= Aim of the exercise =
Among the entries below, count the lines with "left" in them and state the total without comment.
─── Available data ───
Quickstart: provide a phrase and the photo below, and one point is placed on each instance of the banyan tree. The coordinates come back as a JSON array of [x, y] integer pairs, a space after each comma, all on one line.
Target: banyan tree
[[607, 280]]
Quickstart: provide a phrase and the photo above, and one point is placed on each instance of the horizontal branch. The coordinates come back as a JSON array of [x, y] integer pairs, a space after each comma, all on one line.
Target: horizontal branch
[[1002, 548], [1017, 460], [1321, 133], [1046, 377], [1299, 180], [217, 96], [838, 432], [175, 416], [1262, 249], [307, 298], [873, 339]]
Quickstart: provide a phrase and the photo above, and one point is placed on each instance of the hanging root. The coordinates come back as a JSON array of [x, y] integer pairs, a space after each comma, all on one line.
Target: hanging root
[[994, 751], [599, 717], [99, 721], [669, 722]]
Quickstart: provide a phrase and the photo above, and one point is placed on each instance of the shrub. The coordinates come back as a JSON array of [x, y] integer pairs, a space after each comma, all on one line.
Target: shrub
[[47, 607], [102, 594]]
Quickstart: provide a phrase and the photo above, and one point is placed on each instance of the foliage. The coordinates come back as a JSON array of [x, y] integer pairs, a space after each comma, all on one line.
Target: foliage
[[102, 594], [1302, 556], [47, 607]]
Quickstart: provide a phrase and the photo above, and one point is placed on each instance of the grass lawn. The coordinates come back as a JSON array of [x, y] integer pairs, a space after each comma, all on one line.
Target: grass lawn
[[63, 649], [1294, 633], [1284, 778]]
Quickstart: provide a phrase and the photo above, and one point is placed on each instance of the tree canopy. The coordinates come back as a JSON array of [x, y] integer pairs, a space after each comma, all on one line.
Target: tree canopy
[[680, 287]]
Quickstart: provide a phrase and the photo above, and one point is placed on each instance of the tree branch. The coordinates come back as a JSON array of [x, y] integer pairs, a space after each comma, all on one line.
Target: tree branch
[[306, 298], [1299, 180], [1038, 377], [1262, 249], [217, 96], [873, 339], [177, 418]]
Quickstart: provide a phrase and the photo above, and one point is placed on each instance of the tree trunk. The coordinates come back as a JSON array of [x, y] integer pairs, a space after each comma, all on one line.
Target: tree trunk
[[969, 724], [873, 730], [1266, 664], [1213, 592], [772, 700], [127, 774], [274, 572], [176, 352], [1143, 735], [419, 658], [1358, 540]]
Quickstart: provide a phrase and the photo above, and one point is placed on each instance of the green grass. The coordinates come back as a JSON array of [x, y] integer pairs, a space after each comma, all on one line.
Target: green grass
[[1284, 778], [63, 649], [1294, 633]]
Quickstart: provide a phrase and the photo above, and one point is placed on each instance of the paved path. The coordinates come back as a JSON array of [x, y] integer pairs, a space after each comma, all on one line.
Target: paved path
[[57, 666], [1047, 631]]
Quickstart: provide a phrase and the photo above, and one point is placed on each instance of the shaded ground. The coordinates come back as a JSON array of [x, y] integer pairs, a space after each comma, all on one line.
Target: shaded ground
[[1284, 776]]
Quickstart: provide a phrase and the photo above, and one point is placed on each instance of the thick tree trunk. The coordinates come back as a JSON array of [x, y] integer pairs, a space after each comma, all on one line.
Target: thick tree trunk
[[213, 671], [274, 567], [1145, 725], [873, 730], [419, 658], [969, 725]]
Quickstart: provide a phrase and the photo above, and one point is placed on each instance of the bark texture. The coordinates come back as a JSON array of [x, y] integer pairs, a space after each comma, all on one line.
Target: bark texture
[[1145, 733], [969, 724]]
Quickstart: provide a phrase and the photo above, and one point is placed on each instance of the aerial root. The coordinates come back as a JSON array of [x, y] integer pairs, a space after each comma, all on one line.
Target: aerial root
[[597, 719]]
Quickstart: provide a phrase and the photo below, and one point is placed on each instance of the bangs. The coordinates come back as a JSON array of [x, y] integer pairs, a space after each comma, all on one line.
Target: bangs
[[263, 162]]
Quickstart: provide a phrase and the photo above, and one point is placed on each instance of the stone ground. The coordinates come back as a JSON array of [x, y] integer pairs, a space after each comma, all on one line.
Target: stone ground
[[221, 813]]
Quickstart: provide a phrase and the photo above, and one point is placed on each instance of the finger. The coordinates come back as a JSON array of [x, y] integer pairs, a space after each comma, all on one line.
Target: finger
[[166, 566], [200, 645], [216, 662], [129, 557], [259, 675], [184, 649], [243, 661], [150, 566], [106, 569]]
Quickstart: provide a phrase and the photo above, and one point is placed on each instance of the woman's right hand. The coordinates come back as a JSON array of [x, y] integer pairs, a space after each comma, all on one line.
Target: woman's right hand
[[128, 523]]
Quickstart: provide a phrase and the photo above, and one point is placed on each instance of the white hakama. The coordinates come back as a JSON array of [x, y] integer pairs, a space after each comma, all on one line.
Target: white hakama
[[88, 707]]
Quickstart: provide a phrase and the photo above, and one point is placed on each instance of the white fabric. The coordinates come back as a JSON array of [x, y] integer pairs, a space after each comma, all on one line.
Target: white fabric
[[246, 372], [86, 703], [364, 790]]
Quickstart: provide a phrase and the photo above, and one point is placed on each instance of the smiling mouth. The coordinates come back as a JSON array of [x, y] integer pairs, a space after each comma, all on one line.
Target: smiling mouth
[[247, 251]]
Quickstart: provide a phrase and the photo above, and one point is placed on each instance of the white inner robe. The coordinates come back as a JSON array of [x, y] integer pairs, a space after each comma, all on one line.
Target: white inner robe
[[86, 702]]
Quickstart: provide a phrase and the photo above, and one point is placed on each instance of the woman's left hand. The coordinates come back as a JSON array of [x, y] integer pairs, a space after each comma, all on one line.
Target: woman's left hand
───
= Exercise output =
2